**EXCERTO PARA LER**

======

Cada beneficiário de CSI recebe apenas a diferença entre o seu rendimento anual e o valor de referência (5258,63 euros). Subir aquele valor para o limiar da pobreza (actualizado todos os anos) alargaria o número de idosos abrangidos e a prestação recebida por cada um deles.
A introdução da medida não surpreenderia, já que puxar o valor de referência do CSI para cima do limiar da pobreza é uma promessa eleitoral do PS – António Costa disse que desejava chegar ao fim desta legislatura sem idosos pobres. Só que em Dezembro, o BE propôs isso mesmo. O PS votou contra, defendendo uma subida “gradual e sustentável”.

======

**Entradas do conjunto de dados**
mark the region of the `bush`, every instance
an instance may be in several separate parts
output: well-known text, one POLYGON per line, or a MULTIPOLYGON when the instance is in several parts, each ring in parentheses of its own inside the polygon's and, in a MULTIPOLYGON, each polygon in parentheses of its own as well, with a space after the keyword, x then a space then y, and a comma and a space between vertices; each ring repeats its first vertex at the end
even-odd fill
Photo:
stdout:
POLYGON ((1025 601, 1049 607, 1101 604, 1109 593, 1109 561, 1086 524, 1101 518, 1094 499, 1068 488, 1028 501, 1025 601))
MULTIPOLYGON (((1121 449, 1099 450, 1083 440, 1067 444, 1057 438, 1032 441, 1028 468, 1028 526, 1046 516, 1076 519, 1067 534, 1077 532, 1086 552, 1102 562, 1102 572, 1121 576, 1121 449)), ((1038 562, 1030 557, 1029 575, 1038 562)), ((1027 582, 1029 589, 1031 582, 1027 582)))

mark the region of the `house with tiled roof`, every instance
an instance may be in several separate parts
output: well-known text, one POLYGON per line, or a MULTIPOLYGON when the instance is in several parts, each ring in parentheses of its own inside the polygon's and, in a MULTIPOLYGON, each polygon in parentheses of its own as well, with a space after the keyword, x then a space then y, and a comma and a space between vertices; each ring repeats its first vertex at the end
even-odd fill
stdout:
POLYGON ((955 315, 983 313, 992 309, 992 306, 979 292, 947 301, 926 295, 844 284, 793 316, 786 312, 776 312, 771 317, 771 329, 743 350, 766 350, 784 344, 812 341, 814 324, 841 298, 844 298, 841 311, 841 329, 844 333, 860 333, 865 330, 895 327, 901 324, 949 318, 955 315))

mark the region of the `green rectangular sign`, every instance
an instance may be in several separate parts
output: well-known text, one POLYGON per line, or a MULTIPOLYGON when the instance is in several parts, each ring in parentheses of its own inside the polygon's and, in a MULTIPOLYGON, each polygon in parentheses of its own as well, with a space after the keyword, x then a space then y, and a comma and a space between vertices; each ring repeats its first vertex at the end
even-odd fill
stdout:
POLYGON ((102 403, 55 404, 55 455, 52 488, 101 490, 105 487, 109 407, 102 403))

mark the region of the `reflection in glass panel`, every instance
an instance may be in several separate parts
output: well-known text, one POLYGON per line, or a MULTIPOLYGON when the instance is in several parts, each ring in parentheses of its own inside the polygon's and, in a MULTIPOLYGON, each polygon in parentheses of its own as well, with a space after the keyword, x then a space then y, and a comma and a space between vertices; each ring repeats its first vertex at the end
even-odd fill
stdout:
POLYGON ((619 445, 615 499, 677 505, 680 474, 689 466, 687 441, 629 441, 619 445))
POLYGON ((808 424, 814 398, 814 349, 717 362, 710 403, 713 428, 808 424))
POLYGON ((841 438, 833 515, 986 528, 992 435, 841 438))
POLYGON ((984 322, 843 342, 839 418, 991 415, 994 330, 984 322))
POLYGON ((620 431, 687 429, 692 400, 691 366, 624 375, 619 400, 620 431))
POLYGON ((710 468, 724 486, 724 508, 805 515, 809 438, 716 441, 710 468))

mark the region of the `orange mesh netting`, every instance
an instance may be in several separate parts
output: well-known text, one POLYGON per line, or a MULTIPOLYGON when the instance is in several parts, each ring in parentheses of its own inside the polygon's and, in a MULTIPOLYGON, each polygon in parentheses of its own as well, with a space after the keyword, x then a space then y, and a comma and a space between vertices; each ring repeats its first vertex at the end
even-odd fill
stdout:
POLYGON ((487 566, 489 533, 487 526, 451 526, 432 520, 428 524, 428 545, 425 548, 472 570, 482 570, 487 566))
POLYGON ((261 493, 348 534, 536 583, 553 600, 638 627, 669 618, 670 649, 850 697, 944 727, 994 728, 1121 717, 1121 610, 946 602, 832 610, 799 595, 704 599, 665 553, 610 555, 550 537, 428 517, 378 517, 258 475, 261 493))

======

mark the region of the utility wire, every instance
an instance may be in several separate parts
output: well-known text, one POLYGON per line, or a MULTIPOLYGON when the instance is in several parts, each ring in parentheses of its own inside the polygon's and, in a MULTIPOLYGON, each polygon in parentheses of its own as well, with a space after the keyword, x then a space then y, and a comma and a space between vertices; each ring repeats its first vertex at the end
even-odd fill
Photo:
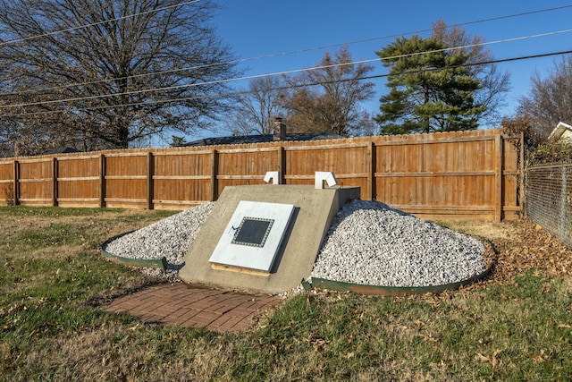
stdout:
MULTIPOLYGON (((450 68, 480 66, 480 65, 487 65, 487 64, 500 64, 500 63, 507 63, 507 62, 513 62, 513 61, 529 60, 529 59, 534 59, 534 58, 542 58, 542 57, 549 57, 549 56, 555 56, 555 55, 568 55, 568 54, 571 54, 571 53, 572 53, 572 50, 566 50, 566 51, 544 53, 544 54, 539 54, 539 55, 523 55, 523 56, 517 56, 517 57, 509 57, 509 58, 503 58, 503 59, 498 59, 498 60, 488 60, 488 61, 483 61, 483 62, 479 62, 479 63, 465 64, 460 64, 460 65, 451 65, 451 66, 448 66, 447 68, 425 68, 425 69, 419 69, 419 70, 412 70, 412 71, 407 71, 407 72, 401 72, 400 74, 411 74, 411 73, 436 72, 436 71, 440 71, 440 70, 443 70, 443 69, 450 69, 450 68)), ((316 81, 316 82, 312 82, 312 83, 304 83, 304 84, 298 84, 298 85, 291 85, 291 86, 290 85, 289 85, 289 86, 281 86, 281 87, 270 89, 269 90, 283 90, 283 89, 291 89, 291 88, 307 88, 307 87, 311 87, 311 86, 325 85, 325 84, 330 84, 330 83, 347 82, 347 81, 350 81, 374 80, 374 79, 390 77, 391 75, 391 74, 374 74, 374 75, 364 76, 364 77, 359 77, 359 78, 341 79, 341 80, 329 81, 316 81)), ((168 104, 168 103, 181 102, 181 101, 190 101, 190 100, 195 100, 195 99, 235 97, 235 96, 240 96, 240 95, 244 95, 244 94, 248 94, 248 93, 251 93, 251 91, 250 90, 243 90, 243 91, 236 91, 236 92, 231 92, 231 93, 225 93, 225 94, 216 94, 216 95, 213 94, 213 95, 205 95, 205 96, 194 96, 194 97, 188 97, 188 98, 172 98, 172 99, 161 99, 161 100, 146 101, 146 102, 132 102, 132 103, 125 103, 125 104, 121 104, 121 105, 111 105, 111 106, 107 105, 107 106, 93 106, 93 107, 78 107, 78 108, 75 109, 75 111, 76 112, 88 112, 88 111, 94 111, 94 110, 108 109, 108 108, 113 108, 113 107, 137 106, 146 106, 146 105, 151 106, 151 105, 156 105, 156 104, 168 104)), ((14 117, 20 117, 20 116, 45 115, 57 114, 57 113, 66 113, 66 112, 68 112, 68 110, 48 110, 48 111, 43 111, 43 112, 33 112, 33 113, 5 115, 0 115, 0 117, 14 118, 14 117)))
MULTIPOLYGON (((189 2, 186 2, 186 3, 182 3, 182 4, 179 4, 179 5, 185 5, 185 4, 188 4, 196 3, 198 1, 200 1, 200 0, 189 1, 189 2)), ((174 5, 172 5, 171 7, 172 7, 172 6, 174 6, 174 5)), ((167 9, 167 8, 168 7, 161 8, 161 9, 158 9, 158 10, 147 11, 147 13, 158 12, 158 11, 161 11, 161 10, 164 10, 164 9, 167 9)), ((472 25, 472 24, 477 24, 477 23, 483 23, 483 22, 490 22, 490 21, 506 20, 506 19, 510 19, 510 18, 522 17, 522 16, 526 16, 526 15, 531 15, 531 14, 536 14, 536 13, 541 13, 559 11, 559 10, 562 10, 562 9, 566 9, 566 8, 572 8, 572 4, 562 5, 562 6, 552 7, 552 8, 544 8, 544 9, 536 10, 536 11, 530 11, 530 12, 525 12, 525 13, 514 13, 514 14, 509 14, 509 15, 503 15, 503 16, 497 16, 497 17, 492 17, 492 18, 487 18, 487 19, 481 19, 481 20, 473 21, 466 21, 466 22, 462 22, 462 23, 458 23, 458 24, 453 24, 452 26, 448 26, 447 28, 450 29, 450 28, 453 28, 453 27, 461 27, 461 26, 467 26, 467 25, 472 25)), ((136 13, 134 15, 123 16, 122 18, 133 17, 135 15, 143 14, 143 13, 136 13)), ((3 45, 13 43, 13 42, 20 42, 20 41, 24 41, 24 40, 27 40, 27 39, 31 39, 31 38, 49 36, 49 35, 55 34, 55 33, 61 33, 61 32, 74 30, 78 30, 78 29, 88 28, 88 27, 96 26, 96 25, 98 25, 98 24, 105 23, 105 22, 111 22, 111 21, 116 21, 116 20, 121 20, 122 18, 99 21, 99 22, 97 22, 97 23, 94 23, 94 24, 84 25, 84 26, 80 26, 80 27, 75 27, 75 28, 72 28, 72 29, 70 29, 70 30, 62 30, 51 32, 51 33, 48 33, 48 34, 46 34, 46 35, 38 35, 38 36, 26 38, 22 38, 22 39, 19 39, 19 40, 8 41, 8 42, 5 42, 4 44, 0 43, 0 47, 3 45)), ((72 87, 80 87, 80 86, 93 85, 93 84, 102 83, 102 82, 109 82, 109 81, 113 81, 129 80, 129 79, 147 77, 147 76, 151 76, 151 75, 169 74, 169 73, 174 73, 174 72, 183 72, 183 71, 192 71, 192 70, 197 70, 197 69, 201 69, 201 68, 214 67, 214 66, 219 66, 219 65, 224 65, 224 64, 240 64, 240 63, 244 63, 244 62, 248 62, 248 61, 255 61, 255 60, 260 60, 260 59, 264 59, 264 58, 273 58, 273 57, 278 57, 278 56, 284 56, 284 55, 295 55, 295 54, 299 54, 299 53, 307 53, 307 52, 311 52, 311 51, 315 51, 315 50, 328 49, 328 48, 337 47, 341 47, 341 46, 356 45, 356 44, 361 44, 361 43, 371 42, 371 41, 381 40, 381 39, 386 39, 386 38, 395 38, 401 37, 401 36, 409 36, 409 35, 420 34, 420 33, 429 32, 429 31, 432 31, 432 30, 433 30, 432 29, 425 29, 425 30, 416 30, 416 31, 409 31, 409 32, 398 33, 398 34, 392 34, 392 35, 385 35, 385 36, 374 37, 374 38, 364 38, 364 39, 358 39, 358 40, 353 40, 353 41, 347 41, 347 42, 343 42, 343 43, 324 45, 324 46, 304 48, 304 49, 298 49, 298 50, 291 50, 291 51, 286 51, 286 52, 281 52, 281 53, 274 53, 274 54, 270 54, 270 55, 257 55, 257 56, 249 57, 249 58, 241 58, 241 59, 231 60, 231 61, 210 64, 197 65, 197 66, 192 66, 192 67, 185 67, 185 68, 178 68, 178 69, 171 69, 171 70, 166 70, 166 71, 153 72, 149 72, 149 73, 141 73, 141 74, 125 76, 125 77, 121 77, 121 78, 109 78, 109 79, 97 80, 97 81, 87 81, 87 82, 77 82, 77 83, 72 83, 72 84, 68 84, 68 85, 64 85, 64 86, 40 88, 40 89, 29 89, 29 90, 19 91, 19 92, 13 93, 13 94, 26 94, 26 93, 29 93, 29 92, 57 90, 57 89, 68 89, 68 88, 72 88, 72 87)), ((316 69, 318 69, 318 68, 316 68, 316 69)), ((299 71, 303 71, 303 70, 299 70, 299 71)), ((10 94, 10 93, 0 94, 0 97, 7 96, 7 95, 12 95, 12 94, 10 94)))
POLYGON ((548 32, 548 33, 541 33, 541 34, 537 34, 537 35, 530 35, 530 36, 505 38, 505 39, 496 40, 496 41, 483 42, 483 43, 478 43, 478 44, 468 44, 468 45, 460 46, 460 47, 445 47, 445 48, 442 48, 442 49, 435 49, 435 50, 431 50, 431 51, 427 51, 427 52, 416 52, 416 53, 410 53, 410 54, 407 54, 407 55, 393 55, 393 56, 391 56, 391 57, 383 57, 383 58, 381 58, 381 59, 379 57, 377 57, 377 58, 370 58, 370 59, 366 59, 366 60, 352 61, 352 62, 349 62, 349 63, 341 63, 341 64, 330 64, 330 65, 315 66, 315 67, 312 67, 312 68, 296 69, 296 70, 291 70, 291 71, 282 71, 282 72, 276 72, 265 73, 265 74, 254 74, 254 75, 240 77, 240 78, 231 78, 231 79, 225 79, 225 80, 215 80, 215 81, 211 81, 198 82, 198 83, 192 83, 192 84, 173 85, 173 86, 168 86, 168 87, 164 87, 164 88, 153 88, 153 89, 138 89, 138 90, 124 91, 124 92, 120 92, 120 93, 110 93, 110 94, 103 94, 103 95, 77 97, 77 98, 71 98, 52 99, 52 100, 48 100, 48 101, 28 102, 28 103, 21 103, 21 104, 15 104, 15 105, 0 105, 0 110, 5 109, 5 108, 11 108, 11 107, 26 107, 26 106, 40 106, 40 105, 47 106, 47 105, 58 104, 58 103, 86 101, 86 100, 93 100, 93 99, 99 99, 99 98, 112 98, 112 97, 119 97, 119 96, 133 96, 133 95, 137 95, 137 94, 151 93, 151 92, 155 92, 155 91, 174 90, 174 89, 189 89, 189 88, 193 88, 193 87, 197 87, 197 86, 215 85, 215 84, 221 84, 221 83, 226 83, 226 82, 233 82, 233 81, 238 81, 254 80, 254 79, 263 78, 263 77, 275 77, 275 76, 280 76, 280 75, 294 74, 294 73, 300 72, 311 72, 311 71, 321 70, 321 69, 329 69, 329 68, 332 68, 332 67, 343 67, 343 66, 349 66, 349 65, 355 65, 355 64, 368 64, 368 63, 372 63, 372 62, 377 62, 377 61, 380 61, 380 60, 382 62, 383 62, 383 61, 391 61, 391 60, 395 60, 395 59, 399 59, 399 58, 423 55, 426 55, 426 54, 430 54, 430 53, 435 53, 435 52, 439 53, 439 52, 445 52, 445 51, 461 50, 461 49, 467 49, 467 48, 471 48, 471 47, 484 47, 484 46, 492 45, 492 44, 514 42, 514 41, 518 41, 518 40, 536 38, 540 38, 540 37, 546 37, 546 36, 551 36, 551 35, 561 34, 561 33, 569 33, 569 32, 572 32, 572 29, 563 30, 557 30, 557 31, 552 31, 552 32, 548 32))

======

**EXERCÍCIO**
Continue o excerto sobre o CSI e o limiar da pobreza a partir da última frase apresentada. A listagem é material à parte, independente do excerto.

**RESULTADO DO EXERCÍCIO**
Será só uma questão de calendário. A comissão de coordenação da estratégia está a repensar todo o sistema de mínimos e a subida do CSI é consensual. “É preciso olhar para o rendimento social de inserção, para o complemento solidário para idosos, para a prestação social para a inclusão”, comenta Fernanda Rodrigues, membro daquela comissão, antiga coordenadora do Plano Nacional de Acção para a Inclusão (2006-2010). “Não têm vencido o patamar da pobreza. Têm de ser mais ambiciosos.”
Fernanda Rodrigues lembra que os indicadores estavam a melhorar e que “a pandemia veio colocar um cenário novo”. O momento aponta para a “urgência de se fazer” algo, no sentido de tornar a respostas sociais mais eficazes. “Vamos ver quão longe podemos chegar.” Admite que “é uma equação difícil”. “Há uma fila imensa de prioridades e de necessidades que obviamente não se concretizam sem recursos.”
Seguindo o caderno de encargos, todo o sistema de mínimos sociais tem de ser repensado. Isto numa óptica de reforçar “os apoios do Estado aos grupos mais desfavorecidos, garantindo a universalidade da sua cobertura e dando um novo impulso à economia social, em nome da igualdade de oportunidades”.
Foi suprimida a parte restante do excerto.